-- Data shown follows --

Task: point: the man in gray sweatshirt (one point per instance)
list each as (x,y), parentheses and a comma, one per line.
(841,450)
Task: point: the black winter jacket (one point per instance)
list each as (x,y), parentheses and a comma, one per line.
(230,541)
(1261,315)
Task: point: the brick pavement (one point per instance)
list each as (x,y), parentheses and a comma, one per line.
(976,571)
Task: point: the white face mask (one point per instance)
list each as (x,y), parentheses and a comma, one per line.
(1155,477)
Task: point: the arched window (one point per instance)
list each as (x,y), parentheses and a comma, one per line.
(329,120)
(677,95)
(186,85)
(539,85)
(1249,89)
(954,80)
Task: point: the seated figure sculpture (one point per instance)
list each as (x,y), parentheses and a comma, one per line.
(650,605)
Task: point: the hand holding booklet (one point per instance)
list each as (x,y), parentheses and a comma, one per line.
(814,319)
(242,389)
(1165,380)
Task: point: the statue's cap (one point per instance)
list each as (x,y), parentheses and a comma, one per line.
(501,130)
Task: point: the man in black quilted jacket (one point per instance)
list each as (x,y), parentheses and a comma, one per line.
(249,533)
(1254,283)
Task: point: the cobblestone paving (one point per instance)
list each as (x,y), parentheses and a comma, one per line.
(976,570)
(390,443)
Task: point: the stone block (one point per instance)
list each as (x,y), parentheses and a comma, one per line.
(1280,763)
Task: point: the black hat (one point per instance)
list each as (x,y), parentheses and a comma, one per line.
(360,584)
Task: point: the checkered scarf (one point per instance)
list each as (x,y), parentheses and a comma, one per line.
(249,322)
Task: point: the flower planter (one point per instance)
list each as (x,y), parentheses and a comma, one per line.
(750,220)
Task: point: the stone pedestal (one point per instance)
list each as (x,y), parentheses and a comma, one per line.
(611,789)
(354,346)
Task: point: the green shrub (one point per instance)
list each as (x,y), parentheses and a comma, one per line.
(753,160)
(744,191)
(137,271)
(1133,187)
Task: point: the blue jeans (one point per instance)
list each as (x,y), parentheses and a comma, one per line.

-- Data shown concluded --

Please return all of the entries shown above, exactly as they stand.

### Answer to this task
Task: point: the man in gray sweatshirt (one point per instance)
list each as (x,y), parentheses and a comma, one per line.
(841,450)
Task: point: the black winter jacket (one point per instance)
list each as (x,y), parentheses and a comma, one per line.
(230,541)
(1261,315)
Task: point: the brick pavement (one point per instance)
list each as (x,y), parentheses and a comma, one per line.
(976,571)
Task: point: the white face mask (one point per instance)
list each as (x,y), parentheses and a comma, one per line.
(1155,477)
Task: point: the arched window (one point per instance)
list each as (x,y), parentheses and a comma, one per line.
(329,120)
(677,95)
(186,85)
(539,85)
(1249,89)
(954,80)
Task: point: the seated figure sculpture (one point per instance)
list each as (x,y), parentheses and a comma, one per line.
(650,605)
Task: point: the hand holding booklet (one point per instance)
list each as (x,y), parentheses and a comma, one per line.
(814,319)
(242,389)
(1165,380)
Task: point: the statue's cap (one point per instance)
list each as (x,y), parentheses and a comma, one per line.
(501,130)
Task: point: the man in black quilted jacket (one point per instance)
list each as (x,y), parentheses and a comma, one per line.
(249,533)
(1254,283)
Task: point: the cobblestone paving (one point per instance)
list each as (x,y), parentheses and a comma, one per line.
(976,570)
(390,443)
Task: point: the stone block (one point per instance)
list each as (x,y), parentheses and a comma, one per line.
(1280,763)
Task: point: the black hat (one point per instance)
list each as (x,y), parentheses and a comma, one per line.
(360,584)
Task: point: the checkered scarf (one point per instance)
list each as (x,y), parentheses and a comma, one per line.
(249,322)
Task: point: the flower planter (one point per instance)
list each as (x,y), parentheses and a comma, one per line.
(750,220)
Task: point: the stone pedestal (one point per instance)
list each as (x,y), parentheses and a comma, one per line.
(611,789)
(354,346)
Task: point: the green shrub (one point per instance)
list each as (x,y), parentheses and a comma, one per line.
(753,160)
(744,191)
(137,271)
(1133,187)
Task: point: the blue jeans (one point per instance)
list each as (x,y), parentheses and a comma, one per line.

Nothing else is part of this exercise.